Excerpted data

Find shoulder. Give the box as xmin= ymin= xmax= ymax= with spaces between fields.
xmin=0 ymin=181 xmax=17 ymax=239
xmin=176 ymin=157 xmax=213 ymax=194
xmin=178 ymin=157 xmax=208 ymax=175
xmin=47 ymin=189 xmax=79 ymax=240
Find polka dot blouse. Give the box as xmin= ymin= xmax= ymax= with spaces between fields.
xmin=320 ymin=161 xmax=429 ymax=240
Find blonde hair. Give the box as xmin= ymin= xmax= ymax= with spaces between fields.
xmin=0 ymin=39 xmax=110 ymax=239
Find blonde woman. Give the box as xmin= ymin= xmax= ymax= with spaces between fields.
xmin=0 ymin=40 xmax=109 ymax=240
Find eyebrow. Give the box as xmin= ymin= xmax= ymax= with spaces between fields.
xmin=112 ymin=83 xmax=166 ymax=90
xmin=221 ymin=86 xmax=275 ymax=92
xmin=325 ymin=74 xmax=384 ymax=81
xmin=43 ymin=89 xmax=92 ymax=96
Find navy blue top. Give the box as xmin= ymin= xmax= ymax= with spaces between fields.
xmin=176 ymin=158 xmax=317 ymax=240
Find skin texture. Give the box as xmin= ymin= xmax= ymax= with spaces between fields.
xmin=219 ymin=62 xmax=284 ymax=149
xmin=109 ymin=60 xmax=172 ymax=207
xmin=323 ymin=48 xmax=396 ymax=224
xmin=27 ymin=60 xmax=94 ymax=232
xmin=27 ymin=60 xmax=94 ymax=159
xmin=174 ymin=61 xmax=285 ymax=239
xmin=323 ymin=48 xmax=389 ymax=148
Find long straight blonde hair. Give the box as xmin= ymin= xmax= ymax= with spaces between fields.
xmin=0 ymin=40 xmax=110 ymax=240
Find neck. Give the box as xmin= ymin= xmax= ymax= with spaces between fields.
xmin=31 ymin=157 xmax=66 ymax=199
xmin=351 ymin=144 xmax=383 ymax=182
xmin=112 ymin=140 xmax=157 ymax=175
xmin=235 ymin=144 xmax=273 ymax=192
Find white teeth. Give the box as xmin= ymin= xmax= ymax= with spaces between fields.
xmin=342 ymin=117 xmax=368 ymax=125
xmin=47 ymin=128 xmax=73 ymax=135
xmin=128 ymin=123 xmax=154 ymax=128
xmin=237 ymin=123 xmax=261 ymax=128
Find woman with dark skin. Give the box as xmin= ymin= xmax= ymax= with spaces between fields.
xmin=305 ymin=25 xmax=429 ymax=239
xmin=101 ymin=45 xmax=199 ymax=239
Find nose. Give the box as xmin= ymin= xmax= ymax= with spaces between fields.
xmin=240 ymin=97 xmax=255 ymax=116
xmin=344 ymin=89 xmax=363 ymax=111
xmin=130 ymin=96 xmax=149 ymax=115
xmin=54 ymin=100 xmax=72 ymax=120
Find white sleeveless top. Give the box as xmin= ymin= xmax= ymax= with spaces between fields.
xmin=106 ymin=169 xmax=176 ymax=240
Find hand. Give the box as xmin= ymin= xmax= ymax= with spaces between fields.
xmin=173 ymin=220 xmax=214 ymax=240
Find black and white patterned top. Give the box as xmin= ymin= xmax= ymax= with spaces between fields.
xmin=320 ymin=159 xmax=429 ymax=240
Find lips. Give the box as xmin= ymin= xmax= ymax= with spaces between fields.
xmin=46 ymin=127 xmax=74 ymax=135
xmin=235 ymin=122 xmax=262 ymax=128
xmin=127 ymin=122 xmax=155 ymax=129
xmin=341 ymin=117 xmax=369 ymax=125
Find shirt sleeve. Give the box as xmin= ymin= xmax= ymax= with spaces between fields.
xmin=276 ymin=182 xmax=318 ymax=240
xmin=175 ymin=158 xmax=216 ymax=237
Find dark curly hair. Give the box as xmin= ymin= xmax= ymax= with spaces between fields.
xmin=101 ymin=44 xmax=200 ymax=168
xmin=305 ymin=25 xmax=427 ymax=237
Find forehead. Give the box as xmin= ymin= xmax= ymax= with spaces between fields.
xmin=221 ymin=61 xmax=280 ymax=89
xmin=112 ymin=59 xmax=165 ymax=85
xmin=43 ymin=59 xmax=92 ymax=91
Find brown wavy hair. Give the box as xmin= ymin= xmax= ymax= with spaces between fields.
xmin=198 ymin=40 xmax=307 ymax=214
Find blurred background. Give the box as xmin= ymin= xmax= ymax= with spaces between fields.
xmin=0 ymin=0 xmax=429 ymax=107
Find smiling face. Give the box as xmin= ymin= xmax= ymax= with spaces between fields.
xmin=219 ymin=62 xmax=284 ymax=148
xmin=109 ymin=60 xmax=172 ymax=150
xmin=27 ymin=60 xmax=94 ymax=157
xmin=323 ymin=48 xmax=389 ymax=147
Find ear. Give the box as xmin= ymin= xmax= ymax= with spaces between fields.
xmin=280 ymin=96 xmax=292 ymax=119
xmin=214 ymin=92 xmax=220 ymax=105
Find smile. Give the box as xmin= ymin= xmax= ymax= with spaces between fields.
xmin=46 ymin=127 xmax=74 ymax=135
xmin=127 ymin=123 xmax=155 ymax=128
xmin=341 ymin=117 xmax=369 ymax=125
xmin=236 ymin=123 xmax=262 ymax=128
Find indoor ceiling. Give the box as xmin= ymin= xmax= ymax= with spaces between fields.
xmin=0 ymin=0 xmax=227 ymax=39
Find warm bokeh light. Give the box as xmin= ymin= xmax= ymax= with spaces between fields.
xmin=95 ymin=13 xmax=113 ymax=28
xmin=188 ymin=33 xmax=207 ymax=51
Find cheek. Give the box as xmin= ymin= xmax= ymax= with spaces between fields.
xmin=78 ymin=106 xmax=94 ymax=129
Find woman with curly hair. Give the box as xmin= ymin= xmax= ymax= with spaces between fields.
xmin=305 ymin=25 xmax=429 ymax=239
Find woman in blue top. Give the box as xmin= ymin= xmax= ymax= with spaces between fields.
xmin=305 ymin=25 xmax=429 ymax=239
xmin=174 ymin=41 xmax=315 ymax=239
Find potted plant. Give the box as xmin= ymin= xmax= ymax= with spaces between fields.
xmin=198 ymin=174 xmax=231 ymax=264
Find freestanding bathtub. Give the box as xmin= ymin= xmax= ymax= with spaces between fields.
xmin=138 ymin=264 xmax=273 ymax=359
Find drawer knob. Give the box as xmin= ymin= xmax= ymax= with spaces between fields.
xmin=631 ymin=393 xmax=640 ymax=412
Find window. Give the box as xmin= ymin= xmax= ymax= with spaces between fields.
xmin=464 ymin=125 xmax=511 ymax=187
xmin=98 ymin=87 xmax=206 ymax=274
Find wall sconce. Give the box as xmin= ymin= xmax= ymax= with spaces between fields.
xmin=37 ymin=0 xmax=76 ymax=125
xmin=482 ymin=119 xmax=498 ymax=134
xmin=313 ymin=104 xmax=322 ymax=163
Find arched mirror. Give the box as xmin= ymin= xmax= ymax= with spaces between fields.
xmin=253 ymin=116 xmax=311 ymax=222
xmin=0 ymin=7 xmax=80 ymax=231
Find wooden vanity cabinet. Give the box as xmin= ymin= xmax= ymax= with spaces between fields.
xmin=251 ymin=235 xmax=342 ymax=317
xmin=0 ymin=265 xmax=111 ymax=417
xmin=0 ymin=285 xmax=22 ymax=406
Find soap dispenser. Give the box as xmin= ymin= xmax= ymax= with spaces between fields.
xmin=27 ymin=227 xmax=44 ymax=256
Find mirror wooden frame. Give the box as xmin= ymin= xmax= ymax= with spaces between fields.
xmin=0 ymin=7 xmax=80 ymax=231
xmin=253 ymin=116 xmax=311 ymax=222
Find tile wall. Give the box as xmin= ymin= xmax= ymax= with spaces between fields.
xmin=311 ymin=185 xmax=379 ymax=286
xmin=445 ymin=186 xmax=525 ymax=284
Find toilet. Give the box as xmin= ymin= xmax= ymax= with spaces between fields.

What to work on
Please rewrite the stretch of the data above, from the line containing "Find smiling face." through the line containing "xmin=323 ymin=48 xmax=389 ymax=147", as a Markdown table with the columns Row and Line, leaving out any blank lines.

Answer
| Row | Line |
|---|---|
| 1 | Find smiling face. Give the box as xmin= ymin= xmax= ymax= with spaces between fields. |
| 2 | xmin=219 ymin=62 xmax=284 ymax=148 |
| 3 | xmin=109 ymin=60 xmax=172 ymax=150 |
| 4 | xmin=27 ymin=60 xmax=94 ymax=157 |
| 5 | xmin=323 ymin=48 xmax=389 ymax=147 |